**TUGAS A**
Buatlah ringkasan teks sumber di bawah ini dalam dua kalimat.

**TEKS SUMBER**
···

Kamis, 03 Juli 2014

Inspirasi



TIRAM

Seorang sahabat mengajak saya dan keluarga makan di sebuah Oyster Bar di Victoria, British Columbia, persis di dekat Miniature World. Saat menikmati fresh oyster bersama sahabat lama inilah saya teringat dua kisah yang membuat saya geli sekaligus terinspirasi.

Cerita pertama saya  yakin Anda pun pernah menyaksikannya, yaitu salah satu episode ketika Mr. Bean makan di sebuah restoran. Sifat ‘manusia planet’ yang diperankan oleh Rowan Atkinson ini memang usil dan tidak pernah mau kalah oleh orang lain. Ketika melihat seorang pria mengambil satu makanan, dia mengambil dua. Demikian juga saat si pria mengambil satu piring tiram, dia mengambil dua piring tiram yang ternyata setelah dia makan adalah tiram basi.

···

**BARIS YANG DISEDIAKAN**
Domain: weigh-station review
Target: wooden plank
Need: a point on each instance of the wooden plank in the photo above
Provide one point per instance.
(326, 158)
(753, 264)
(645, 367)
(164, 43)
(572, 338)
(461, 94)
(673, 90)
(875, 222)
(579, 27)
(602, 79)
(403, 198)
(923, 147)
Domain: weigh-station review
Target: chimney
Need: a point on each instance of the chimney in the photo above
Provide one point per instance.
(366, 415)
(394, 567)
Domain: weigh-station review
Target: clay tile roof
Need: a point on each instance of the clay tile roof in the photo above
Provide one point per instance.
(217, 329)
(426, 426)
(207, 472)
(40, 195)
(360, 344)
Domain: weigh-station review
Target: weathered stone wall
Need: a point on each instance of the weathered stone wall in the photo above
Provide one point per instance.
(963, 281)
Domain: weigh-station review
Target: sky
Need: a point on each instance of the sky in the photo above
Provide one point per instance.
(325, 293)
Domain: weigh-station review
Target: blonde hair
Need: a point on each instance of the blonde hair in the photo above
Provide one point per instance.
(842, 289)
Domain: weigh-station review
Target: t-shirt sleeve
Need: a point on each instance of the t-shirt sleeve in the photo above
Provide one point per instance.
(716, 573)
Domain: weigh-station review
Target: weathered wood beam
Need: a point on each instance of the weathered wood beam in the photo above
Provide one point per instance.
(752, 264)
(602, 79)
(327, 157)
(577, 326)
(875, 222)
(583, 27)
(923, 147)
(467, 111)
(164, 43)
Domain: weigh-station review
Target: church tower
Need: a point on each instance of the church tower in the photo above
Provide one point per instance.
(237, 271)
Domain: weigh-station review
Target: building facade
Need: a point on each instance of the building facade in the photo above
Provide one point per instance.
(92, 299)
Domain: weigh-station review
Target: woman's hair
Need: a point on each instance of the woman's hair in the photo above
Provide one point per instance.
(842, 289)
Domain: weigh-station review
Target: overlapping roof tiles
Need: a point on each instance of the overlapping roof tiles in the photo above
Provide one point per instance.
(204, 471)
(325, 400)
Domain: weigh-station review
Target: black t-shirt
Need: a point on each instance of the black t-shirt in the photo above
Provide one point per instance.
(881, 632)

···

**TUGAS B**
Kembalikan setiap baris yang mengandung kata "building", salin tanpa perubahan.

**HASIL YANG DIHARAPKAN A**
Saat menikmati tiram segar bersama keluarga dan seorang sahabat lama di sebuah Oyster Bar di Victoria, British Columbia, dekat Miniature World, penulis teringat dua kisah yang menggelikan sekaligus menginspirasi. Kisah pertama adalah episode Mr. Bean, tokoh usil yang diperankan Rowan Atkinson, yang tidak mau kalah dari seorang pria di restoran sehingga mengambil dua dari setiap yang diambil pria itu, termasuk dua piring tiram yang ternyata basi.

**HASIL YANG DIHARAPKAN B**
Target: building facade
Need: a point on each instance of the building facade in the photo above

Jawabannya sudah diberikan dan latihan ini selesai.